*Exercise*:
From the line containing "Mark a dot on every instance of the red" through the last line of the data, return those lines exactly as written and nothing more.

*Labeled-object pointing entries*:
┏━━
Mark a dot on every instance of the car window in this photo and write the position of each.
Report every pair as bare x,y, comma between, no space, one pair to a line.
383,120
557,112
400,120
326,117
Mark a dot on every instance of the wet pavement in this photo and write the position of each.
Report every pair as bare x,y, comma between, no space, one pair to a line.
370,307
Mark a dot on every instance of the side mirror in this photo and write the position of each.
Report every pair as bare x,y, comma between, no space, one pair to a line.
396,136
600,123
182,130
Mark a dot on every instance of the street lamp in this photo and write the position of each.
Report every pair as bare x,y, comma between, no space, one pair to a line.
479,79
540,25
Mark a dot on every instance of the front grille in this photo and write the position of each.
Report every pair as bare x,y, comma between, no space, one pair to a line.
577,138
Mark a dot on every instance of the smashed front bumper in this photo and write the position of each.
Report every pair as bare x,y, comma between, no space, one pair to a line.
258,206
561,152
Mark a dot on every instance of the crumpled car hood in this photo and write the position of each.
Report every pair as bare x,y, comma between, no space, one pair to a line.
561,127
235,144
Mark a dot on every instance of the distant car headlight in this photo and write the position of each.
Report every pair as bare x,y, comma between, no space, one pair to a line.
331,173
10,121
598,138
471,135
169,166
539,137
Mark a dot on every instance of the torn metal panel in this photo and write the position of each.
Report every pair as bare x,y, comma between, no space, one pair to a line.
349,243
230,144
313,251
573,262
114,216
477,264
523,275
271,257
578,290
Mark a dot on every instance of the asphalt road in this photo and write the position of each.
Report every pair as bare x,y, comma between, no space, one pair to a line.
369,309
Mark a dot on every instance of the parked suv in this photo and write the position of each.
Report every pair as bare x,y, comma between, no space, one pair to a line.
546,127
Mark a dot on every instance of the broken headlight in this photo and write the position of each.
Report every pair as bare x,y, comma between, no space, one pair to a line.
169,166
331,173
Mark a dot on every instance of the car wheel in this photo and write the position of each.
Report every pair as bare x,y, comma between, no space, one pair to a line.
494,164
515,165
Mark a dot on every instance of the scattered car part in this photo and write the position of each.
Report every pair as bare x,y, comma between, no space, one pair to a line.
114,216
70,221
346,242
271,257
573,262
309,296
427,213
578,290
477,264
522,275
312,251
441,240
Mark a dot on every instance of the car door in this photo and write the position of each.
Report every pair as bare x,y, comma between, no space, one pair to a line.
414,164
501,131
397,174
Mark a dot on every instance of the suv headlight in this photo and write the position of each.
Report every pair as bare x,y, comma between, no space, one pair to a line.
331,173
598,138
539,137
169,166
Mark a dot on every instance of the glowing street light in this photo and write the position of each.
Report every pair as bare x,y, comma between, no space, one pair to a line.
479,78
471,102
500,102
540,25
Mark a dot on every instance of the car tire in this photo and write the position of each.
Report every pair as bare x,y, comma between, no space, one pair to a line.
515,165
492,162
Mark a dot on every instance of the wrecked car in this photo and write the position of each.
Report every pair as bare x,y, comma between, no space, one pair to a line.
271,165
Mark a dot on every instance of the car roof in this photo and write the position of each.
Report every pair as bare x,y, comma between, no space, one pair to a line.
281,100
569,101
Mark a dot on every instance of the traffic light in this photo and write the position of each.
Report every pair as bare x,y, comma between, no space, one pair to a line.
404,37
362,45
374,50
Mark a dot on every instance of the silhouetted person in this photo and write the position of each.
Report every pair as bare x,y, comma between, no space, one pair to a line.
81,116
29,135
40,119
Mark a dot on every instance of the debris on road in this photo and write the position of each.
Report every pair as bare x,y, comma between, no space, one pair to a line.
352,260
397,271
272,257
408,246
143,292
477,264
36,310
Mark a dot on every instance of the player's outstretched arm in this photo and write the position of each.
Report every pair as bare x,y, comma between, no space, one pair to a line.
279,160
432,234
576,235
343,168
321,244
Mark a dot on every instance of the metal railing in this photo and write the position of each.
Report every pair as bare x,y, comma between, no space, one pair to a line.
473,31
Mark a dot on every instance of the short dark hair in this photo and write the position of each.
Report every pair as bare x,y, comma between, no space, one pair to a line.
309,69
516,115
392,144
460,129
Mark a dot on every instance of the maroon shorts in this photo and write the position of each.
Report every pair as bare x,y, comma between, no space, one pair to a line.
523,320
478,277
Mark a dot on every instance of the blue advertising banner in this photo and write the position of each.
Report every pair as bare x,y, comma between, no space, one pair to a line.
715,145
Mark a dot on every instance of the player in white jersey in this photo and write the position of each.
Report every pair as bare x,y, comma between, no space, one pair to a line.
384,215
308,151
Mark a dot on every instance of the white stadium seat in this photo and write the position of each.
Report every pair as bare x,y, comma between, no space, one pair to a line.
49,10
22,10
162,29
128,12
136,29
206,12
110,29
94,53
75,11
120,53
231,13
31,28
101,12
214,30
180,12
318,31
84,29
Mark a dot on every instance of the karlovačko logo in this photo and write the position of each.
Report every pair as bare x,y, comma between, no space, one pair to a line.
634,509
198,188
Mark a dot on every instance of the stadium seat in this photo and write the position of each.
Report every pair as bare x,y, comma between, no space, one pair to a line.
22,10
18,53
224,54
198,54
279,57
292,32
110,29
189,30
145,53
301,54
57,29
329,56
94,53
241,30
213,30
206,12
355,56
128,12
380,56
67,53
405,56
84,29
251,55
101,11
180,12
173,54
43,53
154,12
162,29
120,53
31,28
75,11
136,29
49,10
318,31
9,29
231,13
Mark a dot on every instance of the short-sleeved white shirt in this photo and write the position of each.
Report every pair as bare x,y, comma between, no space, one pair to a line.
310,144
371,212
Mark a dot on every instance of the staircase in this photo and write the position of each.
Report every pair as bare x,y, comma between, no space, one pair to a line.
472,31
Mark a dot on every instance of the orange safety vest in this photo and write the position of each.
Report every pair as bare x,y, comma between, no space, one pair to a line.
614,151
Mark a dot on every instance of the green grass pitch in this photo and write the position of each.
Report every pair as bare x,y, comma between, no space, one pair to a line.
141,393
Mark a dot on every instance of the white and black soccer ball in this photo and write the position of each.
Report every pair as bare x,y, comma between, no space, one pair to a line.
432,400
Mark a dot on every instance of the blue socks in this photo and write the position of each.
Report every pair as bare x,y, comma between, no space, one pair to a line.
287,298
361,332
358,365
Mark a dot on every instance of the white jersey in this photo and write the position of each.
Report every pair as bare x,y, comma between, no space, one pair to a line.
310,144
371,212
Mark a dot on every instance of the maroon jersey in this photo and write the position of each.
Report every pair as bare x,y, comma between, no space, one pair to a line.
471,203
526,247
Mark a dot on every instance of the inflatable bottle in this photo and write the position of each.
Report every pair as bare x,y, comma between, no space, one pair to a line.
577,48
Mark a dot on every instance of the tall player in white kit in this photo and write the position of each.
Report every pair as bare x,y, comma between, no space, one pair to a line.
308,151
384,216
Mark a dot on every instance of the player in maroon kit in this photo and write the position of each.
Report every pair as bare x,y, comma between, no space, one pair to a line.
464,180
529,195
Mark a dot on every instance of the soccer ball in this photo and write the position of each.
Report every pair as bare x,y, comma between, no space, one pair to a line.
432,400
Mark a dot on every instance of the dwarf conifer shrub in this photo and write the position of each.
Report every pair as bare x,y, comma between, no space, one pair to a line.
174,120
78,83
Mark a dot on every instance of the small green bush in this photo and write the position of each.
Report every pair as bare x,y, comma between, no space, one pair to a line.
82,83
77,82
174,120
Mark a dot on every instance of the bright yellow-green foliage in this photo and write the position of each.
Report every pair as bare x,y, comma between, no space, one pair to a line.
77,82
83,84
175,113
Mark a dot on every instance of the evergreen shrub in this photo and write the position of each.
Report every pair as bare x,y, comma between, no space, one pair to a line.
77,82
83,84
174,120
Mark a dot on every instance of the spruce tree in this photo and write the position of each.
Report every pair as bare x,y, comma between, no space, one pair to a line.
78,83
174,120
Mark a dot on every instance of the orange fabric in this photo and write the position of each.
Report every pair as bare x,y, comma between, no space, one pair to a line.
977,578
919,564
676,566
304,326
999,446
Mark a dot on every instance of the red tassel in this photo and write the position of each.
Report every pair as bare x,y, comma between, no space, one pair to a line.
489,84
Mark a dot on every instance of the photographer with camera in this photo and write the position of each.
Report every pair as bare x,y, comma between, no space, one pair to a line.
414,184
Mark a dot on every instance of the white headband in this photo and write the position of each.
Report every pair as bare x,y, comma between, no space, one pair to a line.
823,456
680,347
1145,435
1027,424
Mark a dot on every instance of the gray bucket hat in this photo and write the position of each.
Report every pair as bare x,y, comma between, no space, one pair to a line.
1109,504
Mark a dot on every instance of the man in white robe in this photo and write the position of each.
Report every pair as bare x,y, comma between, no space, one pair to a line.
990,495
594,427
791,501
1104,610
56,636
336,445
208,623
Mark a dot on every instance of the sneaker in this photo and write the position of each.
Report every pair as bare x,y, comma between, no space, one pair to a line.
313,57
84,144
┗━━
*Full solution*:
Mark a dot on every instance of the red tassel in this photo and write the position of each.
Report every pair as bare x,y, comma between, no space, one pair to a line.
489,84
Mark a dot on every instance of the photographer with camera in this photo and write the position of each.
Report every pair as bare x,y, comma between, no space, one pair to a line.
414,184
Mark a dot on every instance of the white headband in this photo and write the position of each.
Report every pair as bare x,y, comma between, no space, one pair to a line.
823,456
680,347
1145,435
1027,424
Mark a dot on every instance of the gray bucket hat in this photo and write the position of each.
Report every pair as bare x,y, comma between, no space, one pair to a line.
1109,504
Mark a dot on every instance of the man in white robe in this photo and write the position of each.
Report every pair as bare x,y, comma between, no space, one pair to a line.
990,495
594,427
791,501
1104,610
56,636
336,445
208,623
Mark a dot on every instance of the sneaker in this photo and write the position of each.
Report every pair as bare x,y, comma between, no space, one pair to a line.
313,57
84,144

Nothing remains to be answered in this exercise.